▶ [Task]: All lines from the one with "oven door in this photo." to the end need to be copied exactly, with nothing before them.

▶ [Records provided]:
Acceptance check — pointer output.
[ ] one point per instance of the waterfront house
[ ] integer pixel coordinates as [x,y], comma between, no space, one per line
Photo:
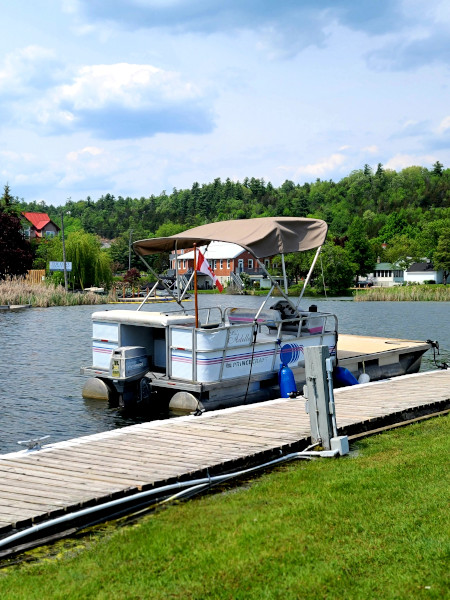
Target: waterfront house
[386,275]
[38,226]
[228,261]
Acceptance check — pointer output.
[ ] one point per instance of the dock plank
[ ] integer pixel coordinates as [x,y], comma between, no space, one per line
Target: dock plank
[66,475]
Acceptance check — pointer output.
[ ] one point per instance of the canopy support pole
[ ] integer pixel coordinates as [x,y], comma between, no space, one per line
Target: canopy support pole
[308,277]
[147,297]
[161,281]
[195,286]
[176,268]
[275,284]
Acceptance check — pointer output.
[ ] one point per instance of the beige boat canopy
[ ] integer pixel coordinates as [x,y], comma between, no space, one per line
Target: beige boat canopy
[262,237]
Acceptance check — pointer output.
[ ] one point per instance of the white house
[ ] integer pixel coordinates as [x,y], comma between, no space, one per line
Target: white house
[386,275]
[423,271]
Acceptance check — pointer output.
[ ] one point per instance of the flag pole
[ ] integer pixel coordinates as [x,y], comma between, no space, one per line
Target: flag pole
[195,286]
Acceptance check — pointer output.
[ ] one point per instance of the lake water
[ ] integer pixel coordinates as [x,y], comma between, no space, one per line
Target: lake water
[42,351]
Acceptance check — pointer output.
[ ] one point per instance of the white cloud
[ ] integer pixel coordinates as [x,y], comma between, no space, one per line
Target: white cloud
[115,101]
[130,85]
[324,166]
[444,125]
[402,161]
[88,151]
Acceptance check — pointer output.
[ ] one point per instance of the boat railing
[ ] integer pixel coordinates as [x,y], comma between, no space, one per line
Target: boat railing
[190,350]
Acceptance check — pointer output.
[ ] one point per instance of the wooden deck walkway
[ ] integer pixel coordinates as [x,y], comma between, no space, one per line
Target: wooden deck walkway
[63,477]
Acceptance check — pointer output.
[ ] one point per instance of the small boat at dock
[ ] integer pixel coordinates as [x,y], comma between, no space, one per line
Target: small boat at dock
[219,357]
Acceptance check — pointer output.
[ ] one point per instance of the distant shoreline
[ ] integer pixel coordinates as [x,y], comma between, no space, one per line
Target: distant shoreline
[407,293]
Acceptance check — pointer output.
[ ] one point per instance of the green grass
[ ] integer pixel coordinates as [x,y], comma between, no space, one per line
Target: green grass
[372,525]
[420,293]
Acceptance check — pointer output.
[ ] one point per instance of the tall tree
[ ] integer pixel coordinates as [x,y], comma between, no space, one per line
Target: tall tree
[16,255]
[359,248]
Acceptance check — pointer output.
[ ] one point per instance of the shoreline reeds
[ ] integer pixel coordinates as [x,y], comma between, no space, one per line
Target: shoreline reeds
[20,292]
[405,293]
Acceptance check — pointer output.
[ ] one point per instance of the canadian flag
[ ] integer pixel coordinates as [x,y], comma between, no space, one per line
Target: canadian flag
[203,267]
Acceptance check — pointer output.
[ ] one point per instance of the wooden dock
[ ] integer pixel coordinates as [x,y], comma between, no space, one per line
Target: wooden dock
[63,477]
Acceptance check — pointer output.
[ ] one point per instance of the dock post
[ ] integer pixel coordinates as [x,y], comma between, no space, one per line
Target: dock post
[320,400]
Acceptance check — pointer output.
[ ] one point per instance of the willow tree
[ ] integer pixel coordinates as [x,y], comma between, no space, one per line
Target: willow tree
[91,266]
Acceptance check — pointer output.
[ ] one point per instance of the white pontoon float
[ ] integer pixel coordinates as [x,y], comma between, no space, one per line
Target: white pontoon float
[234,355]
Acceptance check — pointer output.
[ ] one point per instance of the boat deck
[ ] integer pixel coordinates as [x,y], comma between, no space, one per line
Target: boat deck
[350,346]
[63,477]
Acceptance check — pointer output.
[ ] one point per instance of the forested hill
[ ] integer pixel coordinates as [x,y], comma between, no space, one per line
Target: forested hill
[390,203]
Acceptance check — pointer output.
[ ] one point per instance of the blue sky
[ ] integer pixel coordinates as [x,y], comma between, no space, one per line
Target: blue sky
[133,97]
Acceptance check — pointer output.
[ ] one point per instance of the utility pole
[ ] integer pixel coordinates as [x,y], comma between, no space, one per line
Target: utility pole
[64,249]
[129,250]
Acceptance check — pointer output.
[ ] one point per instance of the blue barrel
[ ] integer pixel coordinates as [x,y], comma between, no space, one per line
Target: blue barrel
[286,381]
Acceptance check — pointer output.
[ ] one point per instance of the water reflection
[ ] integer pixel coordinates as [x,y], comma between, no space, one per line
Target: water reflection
[43,349]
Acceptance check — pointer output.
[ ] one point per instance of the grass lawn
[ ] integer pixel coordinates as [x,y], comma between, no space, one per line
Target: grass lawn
[371,525]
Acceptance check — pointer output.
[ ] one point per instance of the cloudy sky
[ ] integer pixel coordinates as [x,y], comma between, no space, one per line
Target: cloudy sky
[133,97]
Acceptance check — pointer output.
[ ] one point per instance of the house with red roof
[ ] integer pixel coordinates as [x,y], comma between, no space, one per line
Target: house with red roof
[39,225]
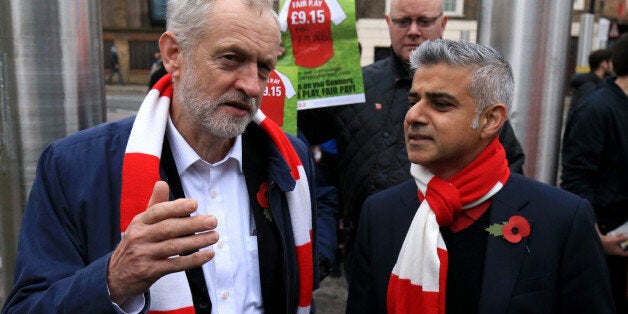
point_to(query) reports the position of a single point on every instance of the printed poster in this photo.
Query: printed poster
(279, 102)
(320, 41)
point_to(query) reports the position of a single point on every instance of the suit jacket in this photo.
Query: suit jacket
(558, 268)
(71, 223)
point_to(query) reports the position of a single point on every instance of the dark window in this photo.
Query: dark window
(157, 12)
(107, 53)
(141, 54)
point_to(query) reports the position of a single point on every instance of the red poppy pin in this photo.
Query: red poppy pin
(515, 229)
(262, 199)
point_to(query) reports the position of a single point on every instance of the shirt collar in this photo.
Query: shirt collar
(185, 156)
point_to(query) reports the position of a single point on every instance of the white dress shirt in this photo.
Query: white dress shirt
(232, 276)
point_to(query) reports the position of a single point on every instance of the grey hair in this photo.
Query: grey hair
(187, 18)
(492, 80)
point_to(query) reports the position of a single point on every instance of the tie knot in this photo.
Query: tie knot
(444, 199)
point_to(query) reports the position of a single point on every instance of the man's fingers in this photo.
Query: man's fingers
(181, 263)
(161, 193)
(184, 245)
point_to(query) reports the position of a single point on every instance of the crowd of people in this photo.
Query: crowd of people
(199, 203)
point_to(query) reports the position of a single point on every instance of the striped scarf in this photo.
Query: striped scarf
(418, 280)
(140, 171)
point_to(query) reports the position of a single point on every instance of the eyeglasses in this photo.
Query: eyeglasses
(421, 22)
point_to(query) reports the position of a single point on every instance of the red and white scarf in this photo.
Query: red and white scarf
(140, 171)
(418, 280)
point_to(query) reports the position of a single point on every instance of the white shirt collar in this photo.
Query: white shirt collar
(184, 155)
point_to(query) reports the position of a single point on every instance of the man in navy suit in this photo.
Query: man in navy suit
(466, 235)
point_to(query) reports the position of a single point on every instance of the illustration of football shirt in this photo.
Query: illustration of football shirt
(278, 89)
(309, 22)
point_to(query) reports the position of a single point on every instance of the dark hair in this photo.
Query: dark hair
(597, 57)
(620, 55)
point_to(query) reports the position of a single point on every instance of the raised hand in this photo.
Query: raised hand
(151, 245)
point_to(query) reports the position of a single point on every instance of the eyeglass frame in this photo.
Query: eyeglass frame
(421, 22)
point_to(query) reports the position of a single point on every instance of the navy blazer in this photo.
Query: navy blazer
(559, 268)
(72, 222)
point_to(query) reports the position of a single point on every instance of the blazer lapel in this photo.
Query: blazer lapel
(269, 243)
(503, 259)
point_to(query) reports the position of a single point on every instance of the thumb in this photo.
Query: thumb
(161, 193)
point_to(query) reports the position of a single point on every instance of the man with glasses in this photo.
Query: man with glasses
(369, 136)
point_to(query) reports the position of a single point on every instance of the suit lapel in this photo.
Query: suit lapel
(270, 250)
(503, 259)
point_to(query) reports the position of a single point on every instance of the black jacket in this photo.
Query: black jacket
(595, 153)
(371, 149)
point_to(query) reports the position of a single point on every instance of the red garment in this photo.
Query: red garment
(310, 30)
(274, 98)
(418, 280)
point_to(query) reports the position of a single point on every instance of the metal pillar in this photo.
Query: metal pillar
(534, 37)
(585, 42)
(51, 85)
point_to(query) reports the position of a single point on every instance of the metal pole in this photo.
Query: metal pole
(534, 37)
(52, 85)
(585, 42)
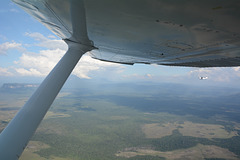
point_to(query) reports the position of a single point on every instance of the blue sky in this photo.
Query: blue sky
(28, 51)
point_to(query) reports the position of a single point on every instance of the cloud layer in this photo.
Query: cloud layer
(41, 63)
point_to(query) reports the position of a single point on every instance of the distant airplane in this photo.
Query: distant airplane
(190, 33)
(202, 78)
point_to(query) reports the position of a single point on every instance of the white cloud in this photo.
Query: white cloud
(4, 47)
(49, 42)
(41, 63)
(5, 72)
(88, 64)
(38, 64)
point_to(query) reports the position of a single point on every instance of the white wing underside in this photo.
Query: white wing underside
(177, 33)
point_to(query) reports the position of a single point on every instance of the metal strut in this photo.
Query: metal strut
(16, 135)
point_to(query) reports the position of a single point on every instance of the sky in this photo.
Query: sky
(28, 52)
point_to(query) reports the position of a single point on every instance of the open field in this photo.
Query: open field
(90, 124)
(156, 130)
(198, 152)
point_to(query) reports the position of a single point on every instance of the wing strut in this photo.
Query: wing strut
(15, 137)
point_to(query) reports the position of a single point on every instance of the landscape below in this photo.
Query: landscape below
(132, 122)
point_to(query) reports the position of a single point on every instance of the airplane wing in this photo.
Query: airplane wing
(166, 32)
(177, 33)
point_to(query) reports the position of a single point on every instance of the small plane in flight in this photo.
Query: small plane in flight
(189, 33)
(203, 78)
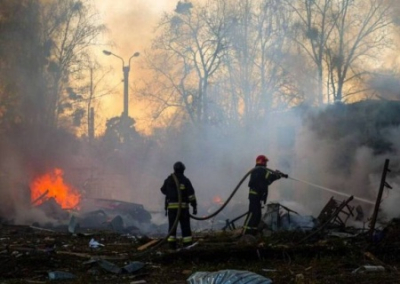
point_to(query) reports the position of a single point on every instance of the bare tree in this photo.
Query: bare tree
(361, 33)
(189, 51)
(70, 28)
(341, 37)
(256, 61)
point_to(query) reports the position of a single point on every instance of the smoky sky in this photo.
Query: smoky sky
(339, 147)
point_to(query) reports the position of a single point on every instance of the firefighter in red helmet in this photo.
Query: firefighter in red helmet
(169, 189)
(260, 178)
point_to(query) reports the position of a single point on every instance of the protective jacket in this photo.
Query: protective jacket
(259, 181)
(169, 189)
(171, 194)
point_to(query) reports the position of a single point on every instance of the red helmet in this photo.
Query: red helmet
(261, 159)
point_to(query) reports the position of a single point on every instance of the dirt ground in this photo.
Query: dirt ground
(28, 254)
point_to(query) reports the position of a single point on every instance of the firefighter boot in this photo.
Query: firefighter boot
(172, 245)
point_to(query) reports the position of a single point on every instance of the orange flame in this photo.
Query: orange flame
(65, 195)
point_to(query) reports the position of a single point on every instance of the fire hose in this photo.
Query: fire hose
(194, 217)
(175, 224)
(228, 200)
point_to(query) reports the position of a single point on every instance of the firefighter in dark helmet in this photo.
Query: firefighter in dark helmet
(169, 189)
(260, 178)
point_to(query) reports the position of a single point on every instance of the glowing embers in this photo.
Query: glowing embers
(218, 200)
(52, 185)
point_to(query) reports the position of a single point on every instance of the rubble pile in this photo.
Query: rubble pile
(30, 254)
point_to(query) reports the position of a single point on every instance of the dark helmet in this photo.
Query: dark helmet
(261, 160)
(179, 167)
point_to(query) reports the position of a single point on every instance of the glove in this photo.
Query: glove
(264, 198)
(281, 174)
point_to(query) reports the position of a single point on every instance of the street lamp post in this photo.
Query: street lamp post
(125, 70)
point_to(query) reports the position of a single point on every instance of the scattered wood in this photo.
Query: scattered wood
(147, 245)
(86, 255)
(380, 262)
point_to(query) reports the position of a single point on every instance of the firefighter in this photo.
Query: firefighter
(260, 179)
(169, 189)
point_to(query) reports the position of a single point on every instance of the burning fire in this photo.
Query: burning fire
(53, 183)
(218, 200)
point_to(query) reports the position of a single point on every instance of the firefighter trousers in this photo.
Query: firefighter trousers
(184, 222)
(253, 217)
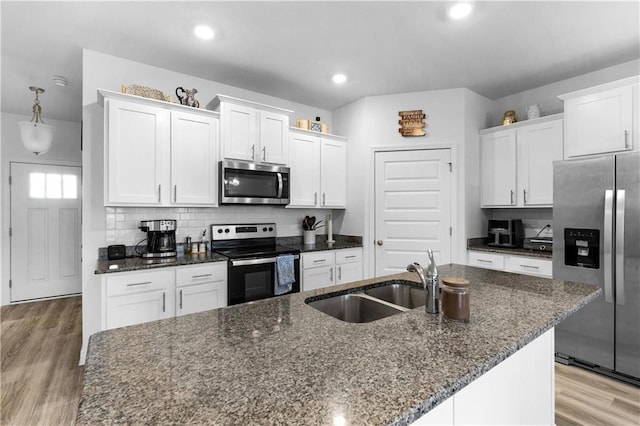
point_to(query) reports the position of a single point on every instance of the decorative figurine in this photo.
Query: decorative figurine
(188, 97)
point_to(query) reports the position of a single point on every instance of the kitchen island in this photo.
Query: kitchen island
(280, 361)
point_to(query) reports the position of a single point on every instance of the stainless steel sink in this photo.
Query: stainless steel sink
(370, 304)
(354, 307)
(404, 295)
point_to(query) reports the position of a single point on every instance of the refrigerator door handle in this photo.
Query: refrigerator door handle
(620, 201)
(608, 246)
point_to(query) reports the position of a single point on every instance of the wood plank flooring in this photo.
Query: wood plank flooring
(41, 381)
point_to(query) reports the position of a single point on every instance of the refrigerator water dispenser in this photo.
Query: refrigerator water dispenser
(582, 248)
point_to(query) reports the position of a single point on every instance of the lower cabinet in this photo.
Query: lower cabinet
(200, 288)
(511, 263)
(130, 298)
(517, 391)
(330, 267)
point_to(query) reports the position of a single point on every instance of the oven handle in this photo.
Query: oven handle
(280, 185)
(260, 261)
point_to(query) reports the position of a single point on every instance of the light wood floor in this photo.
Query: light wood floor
(41, 382)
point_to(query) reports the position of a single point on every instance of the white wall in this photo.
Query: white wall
(102, 226)
(65, 150)
(547, 95)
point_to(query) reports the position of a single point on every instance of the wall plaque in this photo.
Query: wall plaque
(412, 123)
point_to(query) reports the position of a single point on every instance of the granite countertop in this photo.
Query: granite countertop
(139, 263)
(135, 263)
(280, 361)
(480, 244)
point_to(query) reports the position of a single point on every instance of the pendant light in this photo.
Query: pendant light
(36, 136)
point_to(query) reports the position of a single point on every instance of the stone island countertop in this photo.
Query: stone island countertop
(280, 361)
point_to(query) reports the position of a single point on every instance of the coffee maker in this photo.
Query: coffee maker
(161, 237)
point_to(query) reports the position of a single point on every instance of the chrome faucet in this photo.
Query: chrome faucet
(429, 282)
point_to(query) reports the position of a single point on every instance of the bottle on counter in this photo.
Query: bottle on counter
(455, 298)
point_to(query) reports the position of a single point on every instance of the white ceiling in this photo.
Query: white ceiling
(291, 49)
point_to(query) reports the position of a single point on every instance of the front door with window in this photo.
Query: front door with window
(45, 231)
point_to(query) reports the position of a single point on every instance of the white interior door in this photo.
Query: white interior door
(412, 208)
(45, 231)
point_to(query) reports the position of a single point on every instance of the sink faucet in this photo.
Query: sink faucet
(429, 282)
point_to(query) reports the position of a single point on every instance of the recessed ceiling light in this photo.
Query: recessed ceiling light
(60, 80)
(339, 78)
(203, 32)
(460, 10)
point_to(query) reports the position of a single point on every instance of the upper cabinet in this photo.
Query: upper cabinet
(602, 119)
(157, 153)
(252, 132)
(517, 162)
(318, 170)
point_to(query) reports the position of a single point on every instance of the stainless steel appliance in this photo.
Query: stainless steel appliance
(161, 237)
(505, 233)
(596, 221)
(252, 251)
(250, 183)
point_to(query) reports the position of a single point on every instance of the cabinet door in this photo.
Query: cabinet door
(137, 157)
(137, 308)
(193, 159)
(201, 297)
(239, 133)
(333, 173)
(313, 278)
(600, 122)
(498, 168)
(274, 138)
(304, 153)
(538, 147)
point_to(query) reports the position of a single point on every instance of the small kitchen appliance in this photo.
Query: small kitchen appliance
(505, 233)
(161, 237)
(250, 183)
(253, 255)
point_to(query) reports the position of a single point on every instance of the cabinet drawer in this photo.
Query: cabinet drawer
(188, 275)
(315, 259)
(529, 266)
(136, 282)
(348, 256)
(486, 260)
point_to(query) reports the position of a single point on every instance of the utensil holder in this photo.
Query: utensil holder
(309, 237)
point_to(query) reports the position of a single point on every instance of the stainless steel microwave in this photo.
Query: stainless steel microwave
(250, 183)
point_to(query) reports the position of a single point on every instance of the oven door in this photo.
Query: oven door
(254, 279)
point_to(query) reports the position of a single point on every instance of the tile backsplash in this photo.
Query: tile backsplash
(122, 222)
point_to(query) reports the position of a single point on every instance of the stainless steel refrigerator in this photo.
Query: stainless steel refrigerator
(596, 240)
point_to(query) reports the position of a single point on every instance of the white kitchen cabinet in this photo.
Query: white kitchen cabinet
(517, 163)
(329, 267)
(136, 156)
(136, 297)
(201, 287)
(333, 173)
(157, 153)
(498, 167)
(194, 159)
(253, 132)
(527, 265)
(318, 170)
(602, 119)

▶ [Result of this task]:
point_to(query) reports the position of a single point on every instance of the oven door in this photo.
Query: oven door
(254, 279)
point_to(query) reports the position of a single point on every instance of the tile backsplash in this photo.
Query: tile backsplash
(122, 222)
point_to(query) reports the position of a single point on every instance of the stainless steel refrigerator in this photo.
Query: stainless steel refrigerator
(596, 240)
point_to(query) reports the position of a single point on every instance of the white kitchen cabinet in this photo.
Query: white kitchen cabinet
(517, 163)
(329, 267)
(136, 156)
(136, 297)
(201, 287)
(333, 173)
(157, 153)
(498, 167)
(194, 159)
(253, 132)
(527, 265)
(318, 170)
(602, 119)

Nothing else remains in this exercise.